_THE PROBLEM_
Among the entries below, how many lines hold the word "passenger"? Reply with the number only.

_Point-per-instance localization data_
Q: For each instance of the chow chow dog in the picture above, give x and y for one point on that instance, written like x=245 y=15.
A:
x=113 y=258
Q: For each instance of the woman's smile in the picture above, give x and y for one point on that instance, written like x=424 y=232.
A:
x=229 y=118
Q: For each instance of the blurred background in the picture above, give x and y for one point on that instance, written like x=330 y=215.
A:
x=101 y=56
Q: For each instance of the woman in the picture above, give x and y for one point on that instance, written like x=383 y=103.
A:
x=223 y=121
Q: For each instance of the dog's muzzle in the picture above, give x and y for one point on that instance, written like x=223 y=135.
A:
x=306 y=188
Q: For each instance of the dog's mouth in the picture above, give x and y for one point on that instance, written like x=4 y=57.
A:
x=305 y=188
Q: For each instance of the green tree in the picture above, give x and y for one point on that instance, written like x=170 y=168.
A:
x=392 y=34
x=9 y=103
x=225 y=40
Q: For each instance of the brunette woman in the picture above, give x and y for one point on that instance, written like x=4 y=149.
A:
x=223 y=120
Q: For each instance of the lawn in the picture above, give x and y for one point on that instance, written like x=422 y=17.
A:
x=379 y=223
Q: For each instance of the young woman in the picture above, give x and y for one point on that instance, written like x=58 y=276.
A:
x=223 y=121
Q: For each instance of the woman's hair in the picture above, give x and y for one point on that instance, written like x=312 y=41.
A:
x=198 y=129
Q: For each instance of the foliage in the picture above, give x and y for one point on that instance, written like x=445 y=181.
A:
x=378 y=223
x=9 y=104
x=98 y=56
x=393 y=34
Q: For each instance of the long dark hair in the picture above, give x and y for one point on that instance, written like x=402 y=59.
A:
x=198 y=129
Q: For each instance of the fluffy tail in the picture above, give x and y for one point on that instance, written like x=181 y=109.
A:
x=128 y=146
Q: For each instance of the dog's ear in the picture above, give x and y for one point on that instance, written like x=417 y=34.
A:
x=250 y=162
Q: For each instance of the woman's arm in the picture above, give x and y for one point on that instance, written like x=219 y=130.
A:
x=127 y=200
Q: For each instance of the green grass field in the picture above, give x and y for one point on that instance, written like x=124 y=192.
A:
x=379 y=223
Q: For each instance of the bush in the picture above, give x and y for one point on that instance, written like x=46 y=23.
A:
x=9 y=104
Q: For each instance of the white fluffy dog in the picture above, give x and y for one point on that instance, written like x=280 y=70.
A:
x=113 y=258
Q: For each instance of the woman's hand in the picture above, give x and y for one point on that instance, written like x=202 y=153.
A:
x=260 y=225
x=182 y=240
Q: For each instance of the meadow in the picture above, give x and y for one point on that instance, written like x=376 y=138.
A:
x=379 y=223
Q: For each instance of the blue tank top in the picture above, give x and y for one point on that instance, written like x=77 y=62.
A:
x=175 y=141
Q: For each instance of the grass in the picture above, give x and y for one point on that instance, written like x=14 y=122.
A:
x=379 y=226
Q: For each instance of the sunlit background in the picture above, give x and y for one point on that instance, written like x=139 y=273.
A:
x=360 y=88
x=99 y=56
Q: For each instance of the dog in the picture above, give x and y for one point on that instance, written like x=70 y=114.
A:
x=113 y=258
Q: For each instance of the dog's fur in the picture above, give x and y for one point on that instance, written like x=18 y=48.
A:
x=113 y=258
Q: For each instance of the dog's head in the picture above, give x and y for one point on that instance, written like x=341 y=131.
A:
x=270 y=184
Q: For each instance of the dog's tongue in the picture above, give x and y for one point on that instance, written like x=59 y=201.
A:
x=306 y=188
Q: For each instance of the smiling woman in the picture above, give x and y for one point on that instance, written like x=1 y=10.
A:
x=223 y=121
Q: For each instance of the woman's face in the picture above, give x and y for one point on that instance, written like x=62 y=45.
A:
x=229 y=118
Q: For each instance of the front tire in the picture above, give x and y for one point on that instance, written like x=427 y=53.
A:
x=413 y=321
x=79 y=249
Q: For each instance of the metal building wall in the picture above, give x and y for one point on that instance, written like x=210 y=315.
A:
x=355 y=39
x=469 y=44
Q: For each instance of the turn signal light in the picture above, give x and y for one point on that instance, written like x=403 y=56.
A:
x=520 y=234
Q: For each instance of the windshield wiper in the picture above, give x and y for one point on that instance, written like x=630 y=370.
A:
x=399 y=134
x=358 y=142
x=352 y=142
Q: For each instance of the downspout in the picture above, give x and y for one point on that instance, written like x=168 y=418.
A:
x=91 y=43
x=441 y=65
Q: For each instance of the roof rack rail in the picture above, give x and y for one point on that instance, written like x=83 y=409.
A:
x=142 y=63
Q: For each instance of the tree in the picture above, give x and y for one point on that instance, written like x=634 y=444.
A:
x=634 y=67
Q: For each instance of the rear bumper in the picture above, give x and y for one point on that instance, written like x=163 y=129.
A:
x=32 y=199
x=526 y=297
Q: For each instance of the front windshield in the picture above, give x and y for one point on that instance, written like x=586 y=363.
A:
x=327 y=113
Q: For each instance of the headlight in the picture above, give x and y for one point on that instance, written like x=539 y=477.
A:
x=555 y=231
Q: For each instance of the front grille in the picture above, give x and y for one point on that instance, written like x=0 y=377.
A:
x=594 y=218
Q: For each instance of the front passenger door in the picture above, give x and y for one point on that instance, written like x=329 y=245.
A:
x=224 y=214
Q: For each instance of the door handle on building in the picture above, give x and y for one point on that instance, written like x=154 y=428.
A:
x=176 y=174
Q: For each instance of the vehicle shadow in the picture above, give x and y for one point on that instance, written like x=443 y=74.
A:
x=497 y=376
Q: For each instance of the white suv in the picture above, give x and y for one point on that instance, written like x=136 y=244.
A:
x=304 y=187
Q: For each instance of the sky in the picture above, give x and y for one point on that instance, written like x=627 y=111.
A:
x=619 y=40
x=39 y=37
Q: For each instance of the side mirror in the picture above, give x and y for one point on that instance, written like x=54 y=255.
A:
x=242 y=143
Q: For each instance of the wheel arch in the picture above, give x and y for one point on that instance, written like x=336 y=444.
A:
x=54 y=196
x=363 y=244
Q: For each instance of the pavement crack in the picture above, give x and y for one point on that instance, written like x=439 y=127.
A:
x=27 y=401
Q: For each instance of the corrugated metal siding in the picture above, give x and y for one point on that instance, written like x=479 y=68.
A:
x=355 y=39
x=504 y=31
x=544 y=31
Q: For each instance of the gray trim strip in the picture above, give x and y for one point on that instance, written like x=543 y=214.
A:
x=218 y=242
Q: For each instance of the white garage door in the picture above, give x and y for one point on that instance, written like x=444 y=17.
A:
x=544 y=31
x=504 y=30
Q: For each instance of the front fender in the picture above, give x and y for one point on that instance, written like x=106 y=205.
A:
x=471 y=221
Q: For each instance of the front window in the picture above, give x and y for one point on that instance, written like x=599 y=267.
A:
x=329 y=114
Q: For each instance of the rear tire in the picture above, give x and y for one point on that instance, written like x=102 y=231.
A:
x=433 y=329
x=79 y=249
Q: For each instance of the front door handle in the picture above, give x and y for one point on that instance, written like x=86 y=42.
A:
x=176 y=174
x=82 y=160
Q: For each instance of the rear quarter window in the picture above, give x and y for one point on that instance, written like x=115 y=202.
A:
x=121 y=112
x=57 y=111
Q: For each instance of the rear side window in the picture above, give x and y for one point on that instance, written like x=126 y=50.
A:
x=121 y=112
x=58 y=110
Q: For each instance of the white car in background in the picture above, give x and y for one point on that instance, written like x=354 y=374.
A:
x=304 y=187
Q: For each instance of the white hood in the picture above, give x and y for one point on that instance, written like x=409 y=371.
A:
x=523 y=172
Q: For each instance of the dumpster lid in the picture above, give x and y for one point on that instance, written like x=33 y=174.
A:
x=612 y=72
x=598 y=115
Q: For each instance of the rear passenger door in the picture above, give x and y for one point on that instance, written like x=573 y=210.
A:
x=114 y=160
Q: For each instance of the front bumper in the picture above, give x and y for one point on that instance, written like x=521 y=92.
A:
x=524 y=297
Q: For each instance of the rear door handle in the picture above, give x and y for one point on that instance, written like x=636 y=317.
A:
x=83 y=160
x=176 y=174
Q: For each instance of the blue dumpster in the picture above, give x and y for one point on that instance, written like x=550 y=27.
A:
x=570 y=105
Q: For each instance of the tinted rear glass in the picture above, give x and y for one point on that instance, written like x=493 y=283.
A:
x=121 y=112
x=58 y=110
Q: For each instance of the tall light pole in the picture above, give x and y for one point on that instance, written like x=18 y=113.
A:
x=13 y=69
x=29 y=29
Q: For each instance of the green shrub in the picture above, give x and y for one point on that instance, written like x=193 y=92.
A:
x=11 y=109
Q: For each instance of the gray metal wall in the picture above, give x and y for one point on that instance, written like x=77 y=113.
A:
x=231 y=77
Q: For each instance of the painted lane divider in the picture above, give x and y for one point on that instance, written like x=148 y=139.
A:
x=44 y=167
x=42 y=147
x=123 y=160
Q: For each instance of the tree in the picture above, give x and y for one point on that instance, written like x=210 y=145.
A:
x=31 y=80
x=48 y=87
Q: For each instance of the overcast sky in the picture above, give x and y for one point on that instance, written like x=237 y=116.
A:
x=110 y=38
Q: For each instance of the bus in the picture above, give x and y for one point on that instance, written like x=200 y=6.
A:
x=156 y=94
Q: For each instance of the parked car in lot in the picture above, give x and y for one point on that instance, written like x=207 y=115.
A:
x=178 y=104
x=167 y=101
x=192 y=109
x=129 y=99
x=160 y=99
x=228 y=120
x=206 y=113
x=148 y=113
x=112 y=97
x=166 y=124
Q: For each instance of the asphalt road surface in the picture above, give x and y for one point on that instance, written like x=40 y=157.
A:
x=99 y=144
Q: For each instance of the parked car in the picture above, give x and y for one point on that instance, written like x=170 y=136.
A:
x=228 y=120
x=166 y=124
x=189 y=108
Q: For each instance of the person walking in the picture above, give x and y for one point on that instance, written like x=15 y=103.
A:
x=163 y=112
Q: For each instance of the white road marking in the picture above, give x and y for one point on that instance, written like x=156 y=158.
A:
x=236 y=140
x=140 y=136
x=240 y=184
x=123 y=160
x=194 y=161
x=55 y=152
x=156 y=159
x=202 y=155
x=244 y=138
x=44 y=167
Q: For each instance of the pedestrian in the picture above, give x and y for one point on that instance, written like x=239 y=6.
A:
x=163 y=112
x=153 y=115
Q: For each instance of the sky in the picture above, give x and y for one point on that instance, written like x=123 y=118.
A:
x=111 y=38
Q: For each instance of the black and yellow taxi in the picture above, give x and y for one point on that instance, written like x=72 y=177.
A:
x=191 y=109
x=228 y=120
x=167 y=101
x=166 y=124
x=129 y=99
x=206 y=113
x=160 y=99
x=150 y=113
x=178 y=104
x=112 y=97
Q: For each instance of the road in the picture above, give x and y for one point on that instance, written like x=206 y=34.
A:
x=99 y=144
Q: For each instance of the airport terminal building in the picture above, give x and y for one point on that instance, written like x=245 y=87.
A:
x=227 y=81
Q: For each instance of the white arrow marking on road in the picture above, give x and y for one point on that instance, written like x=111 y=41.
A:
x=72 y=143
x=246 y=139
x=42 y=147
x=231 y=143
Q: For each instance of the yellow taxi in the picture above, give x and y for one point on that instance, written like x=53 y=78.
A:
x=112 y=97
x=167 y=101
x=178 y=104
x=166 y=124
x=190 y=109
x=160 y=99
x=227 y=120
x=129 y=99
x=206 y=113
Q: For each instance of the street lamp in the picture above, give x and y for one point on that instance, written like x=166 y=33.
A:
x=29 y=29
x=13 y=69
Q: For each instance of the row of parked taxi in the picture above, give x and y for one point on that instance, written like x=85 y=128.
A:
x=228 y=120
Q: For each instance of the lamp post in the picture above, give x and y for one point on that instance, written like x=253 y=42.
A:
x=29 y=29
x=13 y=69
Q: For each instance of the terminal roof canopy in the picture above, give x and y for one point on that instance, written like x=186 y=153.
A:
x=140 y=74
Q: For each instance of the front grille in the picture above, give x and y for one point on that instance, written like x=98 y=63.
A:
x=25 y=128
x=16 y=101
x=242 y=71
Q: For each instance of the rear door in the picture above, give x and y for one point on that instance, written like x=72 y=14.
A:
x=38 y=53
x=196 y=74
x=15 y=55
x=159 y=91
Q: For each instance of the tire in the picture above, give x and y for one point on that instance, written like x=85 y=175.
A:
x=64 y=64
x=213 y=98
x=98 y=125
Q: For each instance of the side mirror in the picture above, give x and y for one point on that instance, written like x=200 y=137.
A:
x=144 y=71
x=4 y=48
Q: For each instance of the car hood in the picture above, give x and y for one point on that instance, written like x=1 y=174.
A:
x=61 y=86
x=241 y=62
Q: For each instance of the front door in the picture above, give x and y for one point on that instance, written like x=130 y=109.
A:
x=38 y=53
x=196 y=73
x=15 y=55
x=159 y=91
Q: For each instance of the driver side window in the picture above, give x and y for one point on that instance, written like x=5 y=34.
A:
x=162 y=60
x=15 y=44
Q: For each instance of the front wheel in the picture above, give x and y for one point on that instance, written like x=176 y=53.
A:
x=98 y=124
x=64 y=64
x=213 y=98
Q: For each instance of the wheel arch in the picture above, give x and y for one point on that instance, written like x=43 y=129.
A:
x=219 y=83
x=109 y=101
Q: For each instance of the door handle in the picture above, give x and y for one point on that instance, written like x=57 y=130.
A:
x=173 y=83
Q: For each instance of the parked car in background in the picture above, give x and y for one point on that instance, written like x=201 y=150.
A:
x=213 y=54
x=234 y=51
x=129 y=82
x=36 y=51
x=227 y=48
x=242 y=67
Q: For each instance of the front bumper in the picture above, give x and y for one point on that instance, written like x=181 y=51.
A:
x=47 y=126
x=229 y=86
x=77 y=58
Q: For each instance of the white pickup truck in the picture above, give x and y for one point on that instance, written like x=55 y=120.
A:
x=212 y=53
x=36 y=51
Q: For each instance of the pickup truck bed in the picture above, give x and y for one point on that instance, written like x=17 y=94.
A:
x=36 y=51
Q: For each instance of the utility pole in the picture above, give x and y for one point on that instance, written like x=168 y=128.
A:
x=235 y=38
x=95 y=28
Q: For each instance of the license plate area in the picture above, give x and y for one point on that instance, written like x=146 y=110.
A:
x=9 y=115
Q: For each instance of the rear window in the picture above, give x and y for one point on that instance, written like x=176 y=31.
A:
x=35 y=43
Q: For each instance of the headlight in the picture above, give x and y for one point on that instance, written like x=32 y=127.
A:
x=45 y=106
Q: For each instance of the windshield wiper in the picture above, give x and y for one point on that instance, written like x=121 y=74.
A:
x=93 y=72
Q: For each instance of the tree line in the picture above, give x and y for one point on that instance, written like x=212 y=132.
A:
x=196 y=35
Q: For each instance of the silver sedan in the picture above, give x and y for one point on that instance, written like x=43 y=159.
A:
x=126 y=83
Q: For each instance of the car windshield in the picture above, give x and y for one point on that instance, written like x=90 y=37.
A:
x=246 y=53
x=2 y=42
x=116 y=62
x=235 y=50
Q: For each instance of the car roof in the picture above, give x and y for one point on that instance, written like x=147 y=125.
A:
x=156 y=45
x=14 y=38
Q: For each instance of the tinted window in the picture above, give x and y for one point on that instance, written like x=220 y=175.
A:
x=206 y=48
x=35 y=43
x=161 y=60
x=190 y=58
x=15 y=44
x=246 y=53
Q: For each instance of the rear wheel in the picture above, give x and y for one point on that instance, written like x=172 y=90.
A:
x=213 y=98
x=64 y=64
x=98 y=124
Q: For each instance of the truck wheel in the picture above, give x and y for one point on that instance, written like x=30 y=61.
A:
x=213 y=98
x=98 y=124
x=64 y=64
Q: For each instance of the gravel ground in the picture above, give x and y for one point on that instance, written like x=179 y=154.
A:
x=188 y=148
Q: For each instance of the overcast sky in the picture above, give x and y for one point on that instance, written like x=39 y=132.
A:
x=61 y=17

_SOLUTION TO THIS TASK_
2